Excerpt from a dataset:
- - - -
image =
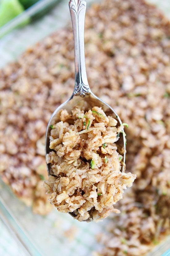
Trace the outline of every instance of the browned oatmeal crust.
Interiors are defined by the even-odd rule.
[[[58,211],[72,213],[79,221],[97,222],[120,213],[114,204],[136,176],[121,172],[124,164],[117,143],[124,124],[117,127],[101,107],[85,108],[75,106],[71,114],[62,110],[51,126],[46,161],[53,176],[44,185]]]
[[[126,169],[137,176],[109,234],[98,238],[100,255],[143,256],[170,233],[169,22],[142,0],[104,0],[88,11],[85,26],[89,84],[129,124]],[[73,91],[73,37],[70,25],[0,71],[1,176],[31,204],[46,202],[35,193],[42,163],[46,173],[41,145]]]

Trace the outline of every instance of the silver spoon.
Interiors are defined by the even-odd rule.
- - - -
**WHAT THE TASK ASKS**
Copy out the entries verbatim, starting at the line with "Trace the outline of every instance of the silver" and continuing through the end of the entries.

**REPLY TO THE TASK**
Trace the outline of every instance of the silver spoon.
Interiors are defined by the even-odd rule.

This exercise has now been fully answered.